▶ What you should do
Please extract the stretch of the passage on the fornix from "If the brain" through "from each other.", copying it word for word.

▶ Supplied passage
+++

If the brain was bisected exactly along the midline, there will be a membrane, the septum pellucidum, extending ventralwards from the body of the  corpus callosum and immediately caudal to the genu.  This membrane separates the two lateral ventricles from each other.

 Use this figure to help you better understand the hippocampal-fornix complex as it would appear in the two intact hemispheres if all the cortical material were peeled away.  Notice that the structures look like two arches.  In ancient times, a certain type of Roman arch was called a fornix, which is how this 'arching' structure received its name.  You may find it amusing to know that in ancient times prostitutes gathered near a particular fornix in the Roman Forum, which is the etymology of our word, fornication.  But back to neuroanatomy.  Find the band of fibers that seem to descend from the region of the splenium of the corpus callosum and course anterior to the head of the thalamus. This bundle of axons is the anterior column of the fornix.  There are actually two anterior columns, one bundle in each hemisphere.  If you were able to follow the column of fornix to an area just caudal to the splenium you would see that they join to form the body of the fornix.  The body of the fornix splits to form two large fiber bundles, the posterior columns of the fornix, or crura of the fornix.  These posterior columns course ventrally and laterally under the cerebral hemispheres to merge with the hippocampal gyri in the rhinencephalon.  Axons in the anterior columns travel ventrally to synapse in the ipsilateral mammillary body,  and in select nuclei of the thalamus and the septal area.  Many believe that the fornix provides one of the principal pathways by which subjective emotional reactions are formed. The hippocampal/fornix complex is difficult to visualize.  Use the figure provided and ask to be shown the plastic model of the ventricles and the brain; they may help to clarify these complex relationships.

+++

▶ Raw data
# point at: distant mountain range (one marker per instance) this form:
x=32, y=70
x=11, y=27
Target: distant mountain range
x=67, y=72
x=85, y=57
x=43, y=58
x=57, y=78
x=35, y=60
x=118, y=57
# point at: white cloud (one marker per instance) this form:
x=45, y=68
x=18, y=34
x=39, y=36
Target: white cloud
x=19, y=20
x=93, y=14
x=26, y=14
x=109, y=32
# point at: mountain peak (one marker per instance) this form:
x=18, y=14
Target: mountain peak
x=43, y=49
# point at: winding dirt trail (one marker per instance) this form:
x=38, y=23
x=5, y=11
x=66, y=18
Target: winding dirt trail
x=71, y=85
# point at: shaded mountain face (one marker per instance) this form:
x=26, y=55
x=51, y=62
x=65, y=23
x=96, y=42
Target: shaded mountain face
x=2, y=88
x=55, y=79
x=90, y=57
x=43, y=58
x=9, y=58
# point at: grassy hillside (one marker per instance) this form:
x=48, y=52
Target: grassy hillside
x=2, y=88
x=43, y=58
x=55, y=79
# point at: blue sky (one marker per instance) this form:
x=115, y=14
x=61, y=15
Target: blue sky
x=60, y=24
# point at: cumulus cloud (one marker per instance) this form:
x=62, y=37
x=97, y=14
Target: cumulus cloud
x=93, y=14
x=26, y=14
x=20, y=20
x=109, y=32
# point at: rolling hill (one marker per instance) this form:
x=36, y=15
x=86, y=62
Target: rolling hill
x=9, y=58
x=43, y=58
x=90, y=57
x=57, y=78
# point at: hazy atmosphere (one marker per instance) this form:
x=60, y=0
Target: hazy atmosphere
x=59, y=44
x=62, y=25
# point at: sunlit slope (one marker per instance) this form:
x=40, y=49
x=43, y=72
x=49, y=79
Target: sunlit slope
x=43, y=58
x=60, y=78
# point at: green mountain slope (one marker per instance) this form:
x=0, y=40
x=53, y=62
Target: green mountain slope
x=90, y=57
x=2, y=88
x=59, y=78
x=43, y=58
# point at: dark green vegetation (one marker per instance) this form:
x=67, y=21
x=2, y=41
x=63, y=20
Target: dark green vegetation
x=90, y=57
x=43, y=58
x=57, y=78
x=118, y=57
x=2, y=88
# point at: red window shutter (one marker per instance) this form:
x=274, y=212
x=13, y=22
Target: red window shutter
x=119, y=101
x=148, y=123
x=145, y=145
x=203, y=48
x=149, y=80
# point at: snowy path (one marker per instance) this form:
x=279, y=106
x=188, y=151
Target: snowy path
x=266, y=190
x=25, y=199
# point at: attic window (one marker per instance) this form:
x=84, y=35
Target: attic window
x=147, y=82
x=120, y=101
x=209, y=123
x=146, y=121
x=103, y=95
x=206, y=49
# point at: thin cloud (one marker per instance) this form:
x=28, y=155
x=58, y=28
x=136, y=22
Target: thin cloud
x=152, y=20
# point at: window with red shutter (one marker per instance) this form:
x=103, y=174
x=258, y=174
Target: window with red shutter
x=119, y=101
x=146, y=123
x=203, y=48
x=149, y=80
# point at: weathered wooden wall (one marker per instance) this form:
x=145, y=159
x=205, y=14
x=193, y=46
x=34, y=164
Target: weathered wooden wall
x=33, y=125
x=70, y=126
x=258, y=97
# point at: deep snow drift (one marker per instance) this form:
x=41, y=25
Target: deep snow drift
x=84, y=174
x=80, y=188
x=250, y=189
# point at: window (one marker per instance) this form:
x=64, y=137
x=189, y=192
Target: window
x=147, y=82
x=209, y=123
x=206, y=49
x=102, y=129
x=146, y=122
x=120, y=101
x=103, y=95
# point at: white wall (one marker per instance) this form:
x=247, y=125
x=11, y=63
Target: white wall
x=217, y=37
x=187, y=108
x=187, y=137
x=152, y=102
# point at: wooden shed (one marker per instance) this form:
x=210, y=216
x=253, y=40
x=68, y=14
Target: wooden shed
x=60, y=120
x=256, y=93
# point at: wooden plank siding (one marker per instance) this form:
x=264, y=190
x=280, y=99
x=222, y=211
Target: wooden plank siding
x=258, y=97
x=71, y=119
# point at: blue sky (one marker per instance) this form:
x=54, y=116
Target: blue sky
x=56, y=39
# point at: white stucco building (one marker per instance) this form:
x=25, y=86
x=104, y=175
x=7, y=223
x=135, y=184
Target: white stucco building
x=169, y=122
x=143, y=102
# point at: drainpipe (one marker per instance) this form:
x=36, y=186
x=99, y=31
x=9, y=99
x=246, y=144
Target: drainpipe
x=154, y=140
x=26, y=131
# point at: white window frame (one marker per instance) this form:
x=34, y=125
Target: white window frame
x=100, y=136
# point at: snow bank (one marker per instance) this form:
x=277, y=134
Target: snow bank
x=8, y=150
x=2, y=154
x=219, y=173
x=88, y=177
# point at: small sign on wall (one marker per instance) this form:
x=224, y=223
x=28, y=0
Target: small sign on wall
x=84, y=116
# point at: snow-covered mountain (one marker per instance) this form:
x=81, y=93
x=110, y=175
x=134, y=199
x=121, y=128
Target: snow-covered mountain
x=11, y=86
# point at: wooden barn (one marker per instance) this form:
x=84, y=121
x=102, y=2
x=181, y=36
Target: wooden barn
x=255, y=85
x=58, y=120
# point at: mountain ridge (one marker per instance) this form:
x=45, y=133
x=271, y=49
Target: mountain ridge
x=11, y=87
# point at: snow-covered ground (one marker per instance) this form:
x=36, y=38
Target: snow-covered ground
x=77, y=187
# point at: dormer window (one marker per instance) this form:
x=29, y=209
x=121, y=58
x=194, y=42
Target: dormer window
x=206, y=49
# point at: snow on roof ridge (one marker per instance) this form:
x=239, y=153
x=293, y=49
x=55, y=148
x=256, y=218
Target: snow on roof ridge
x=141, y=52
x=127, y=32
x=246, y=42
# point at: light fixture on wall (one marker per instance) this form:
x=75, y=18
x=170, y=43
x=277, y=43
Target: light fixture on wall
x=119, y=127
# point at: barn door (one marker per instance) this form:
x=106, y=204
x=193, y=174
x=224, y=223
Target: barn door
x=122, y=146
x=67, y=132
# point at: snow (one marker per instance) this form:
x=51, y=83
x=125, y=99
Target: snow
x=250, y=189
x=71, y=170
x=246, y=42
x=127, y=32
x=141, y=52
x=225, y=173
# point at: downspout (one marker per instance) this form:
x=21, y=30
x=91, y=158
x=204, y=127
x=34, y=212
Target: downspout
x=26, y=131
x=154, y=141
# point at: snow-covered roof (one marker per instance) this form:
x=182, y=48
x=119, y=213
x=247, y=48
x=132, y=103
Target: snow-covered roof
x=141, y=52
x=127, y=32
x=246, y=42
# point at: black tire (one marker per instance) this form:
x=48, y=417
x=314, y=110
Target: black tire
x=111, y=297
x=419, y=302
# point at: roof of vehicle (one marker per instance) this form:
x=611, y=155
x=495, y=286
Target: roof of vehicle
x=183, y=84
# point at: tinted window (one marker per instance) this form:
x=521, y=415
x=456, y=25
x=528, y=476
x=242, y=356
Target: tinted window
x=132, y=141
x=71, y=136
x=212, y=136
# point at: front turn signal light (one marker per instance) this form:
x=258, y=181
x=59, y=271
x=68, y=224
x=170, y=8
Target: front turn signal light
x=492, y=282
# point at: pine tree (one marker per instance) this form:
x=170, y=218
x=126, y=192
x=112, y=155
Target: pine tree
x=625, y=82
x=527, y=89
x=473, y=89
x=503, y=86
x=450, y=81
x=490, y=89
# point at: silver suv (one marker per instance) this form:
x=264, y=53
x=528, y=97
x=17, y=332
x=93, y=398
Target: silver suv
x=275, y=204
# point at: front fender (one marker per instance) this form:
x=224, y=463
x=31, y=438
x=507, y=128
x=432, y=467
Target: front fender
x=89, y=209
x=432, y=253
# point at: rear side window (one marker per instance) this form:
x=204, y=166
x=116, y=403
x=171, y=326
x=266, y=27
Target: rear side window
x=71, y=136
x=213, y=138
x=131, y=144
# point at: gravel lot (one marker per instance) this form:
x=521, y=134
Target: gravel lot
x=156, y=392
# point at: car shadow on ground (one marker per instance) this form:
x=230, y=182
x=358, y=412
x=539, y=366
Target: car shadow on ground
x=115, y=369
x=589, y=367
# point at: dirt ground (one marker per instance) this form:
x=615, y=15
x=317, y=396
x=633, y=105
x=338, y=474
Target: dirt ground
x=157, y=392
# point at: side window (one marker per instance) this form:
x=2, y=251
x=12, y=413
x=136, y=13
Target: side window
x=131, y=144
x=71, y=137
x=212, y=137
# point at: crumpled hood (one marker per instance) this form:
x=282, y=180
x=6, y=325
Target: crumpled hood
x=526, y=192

+++

▶ Task output
If the brain was bisected exactly along the midline, there will be a membrane, the septum pellucidum, extending ventralwards from the body of the  corpus callosum and immediately caudal to the genu.  This membrane separates the two lateral ventricles from each other.